**** THE DATA

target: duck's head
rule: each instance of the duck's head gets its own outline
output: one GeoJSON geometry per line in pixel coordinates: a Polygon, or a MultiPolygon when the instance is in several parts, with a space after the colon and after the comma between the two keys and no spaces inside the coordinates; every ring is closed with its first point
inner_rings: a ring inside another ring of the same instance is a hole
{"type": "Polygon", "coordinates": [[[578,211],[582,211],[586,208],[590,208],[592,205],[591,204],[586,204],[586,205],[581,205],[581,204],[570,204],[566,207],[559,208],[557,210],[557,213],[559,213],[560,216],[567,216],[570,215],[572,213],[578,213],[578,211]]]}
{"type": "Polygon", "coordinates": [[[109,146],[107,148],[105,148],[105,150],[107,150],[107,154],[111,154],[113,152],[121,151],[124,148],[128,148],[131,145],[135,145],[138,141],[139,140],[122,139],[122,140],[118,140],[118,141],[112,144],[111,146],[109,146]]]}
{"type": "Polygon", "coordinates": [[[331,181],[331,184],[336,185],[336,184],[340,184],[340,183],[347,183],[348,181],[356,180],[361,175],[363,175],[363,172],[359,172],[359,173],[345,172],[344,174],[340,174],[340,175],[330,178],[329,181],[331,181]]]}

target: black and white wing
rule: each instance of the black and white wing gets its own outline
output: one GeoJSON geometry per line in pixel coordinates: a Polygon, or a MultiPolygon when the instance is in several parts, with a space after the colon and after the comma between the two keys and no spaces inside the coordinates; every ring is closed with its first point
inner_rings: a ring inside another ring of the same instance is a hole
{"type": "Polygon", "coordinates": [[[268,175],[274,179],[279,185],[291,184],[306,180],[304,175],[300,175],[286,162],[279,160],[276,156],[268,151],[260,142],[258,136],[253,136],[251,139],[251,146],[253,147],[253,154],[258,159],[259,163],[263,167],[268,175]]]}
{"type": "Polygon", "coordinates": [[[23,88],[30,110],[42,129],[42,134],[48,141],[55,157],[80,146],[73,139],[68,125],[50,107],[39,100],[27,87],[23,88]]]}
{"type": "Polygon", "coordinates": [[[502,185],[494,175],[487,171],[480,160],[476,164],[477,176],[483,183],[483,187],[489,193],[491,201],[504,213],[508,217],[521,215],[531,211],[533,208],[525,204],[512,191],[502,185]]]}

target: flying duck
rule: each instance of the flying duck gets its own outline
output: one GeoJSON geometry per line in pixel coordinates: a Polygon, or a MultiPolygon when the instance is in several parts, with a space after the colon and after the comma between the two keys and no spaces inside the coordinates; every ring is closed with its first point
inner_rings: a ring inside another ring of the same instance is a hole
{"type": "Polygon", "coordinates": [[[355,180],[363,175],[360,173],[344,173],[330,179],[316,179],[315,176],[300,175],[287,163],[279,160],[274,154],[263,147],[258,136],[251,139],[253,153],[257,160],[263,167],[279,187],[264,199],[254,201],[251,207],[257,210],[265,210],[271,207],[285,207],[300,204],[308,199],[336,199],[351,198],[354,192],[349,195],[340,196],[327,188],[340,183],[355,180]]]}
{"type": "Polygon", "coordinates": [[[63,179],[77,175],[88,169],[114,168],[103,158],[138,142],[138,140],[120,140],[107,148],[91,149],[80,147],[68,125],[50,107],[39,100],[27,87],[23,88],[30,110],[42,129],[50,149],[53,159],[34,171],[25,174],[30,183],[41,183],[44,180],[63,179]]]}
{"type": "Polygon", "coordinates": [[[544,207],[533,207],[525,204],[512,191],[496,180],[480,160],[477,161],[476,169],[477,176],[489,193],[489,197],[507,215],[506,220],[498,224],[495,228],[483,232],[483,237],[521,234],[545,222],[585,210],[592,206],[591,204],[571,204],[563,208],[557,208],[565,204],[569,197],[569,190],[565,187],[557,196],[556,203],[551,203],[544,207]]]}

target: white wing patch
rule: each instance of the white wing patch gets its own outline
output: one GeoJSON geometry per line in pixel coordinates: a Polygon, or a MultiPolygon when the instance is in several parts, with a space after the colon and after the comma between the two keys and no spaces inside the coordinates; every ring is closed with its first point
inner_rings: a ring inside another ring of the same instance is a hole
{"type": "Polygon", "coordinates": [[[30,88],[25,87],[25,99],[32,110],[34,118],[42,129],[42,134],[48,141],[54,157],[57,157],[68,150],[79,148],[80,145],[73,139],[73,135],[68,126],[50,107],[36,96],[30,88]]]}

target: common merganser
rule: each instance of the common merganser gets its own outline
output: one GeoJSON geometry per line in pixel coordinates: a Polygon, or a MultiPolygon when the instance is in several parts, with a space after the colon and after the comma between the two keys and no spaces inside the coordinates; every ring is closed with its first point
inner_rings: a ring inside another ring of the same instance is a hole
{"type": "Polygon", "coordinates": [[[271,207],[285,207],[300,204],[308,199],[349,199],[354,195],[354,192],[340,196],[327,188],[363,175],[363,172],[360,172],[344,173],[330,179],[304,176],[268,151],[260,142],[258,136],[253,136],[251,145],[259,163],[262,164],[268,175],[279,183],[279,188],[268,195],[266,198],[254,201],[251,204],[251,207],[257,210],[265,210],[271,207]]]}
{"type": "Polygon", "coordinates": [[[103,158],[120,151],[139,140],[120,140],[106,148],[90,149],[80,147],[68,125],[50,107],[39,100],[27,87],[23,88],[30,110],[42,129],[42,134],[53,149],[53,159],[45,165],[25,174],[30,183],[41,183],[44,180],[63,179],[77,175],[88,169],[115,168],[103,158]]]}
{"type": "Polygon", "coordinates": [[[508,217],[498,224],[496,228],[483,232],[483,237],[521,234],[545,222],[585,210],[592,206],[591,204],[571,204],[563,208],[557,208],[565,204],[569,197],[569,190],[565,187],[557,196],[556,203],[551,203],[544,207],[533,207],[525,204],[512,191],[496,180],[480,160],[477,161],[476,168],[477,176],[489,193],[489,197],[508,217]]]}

********

* **EXERCISE DIRECTIONS**
Please filter the material above and copy every line that contains the string "gets".

* **FULL SOLUTION**
rule: each instance of the duck's head gets its own outline
rule: each instance of the black and white wing gets its own outline
rule: each instance of the flying duck gets its own outline
rule: each instance of the white wing patch gets its own outline
rule: each instance of the common merganser gets its own outline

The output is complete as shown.